**Supplied entries**:
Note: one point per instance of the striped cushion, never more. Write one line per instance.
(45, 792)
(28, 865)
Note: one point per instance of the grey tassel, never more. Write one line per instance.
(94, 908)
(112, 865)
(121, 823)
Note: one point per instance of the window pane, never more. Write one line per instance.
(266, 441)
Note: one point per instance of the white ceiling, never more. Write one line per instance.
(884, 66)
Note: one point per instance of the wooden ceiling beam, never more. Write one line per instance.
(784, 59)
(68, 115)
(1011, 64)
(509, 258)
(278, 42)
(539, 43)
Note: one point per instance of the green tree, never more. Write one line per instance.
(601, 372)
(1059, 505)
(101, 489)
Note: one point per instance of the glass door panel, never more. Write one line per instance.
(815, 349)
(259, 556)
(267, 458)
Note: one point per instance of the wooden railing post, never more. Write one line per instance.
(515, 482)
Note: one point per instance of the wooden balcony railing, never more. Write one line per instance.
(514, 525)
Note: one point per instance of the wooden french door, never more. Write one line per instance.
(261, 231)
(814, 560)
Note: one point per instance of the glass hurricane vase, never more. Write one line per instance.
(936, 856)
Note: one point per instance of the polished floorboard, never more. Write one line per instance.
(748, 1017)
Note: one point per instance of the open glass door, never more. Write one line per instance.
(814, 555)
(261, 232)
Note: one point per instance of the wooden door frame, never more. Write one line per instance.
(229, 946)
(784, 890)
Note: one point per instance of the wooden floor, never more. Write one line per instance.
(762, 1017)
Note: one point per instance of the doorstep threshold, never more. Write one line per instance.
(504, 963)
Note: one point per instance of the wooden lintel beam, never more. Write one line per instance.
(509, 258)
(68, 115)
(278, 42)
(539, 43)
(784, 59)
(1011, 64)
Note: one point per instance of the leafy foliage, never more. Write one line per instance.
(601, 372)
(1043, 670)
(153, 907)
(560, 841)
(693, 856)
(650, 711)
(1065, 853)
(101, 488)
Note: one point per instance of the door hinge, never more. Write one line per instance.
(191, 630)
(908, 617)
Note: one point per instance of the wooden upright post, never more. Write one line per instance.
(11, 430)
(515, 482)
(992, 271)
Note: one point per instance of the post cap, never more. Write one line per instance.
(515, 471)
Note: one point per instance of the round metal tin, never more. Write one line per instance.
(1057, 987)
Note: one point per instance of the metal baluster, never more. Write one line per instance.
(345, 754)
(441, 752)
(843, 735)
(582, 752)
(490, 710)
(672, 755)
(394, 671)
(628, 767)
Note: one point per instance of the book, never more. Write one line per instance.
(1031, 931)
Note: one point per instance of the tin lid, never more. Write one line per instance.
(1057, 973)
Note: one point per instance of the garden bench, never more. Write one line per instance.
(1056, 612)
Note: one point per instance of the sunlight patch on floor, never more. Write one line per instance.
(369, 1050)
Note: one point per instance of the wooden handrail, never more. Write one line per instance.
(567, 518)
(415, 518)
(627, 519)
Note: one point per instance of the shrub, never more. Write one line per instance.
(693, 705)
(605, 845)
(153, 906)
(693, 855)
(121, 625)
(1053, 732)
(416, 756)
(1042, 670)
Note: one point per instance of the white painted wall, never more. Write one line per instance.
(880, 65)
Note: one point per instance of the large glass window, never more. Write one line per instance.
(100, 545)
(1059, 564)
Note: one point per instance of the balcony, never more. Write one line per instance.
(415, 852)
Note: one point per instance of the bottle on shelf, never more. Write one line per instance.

**Problem to solve**: Rescale the stretch from the line containing "Note: one point per instance of the door hinge, never" through the end of the records. Give every line in that stretch again, including the lines without points, and multiply each point coordinate by 1.55, rounding to whole numbers with halves rounded up.

**Written response**:
Note: one point per instance of the door hinge, never more. Write one line per instance.
(296, 977)
(1407, 956)
Note: one point per instance of the wooden upright post, never more. Write one line per instance.
(17, 667)
(798, 747)
(1538, 420)
Note: one point per instance of the post cap, never more. Write one line per instance.
(798, 730)
Note: one point per instance of the round metal tin, never more. Write one line per instance.
(1638, 1530)
Note: one point per instance of the metal baluster, never more. Write one line per instance.
(535, 1169)
(684, 1166)
(1307, 1139)
(902, 1166)
(760, 1101)
(1042, 1170)
(611, 1040)
(973, 1189)
Note: one point per instance of the book, never more. Write one line per instance.
(1598, 1443)
Note: one point per instance of the tin lid, never more. Write one line per instance.
(1638, 1508)
Note: one point per instance of the garden bench, never more. Write one line per instance.
(1637, 949)
Note: one point per instance of the sunlight patch on floor, never more. Write one line per instance.
(572, 1628)
Note: one point per instance of the wooden handrail, never more. Write one line per instance.
(879, 803)
(643, 803)
(972, 804)
Note: one point per instance of the shrub, never more. Write one line per instance.
(1074, 1093)
(938, 1310)
(237, 1404)
(1074, 1325)
(188, 969)
(1632, 1135)
(645, 1172)
(1615, 1039)
Note: one point per instance of the white painted wall, never more. Write one line per instance.
(1364, 101)
Note: one point per instance of the large glass window, never more. Write one line per instance.
(155, 845)
(1641, 874)
Note: one point per instance of the balcony, never more. Write one line per instance.
(643, 1321)
Note: one point per instance of the bottle on shelf, never more. Write one line per instance.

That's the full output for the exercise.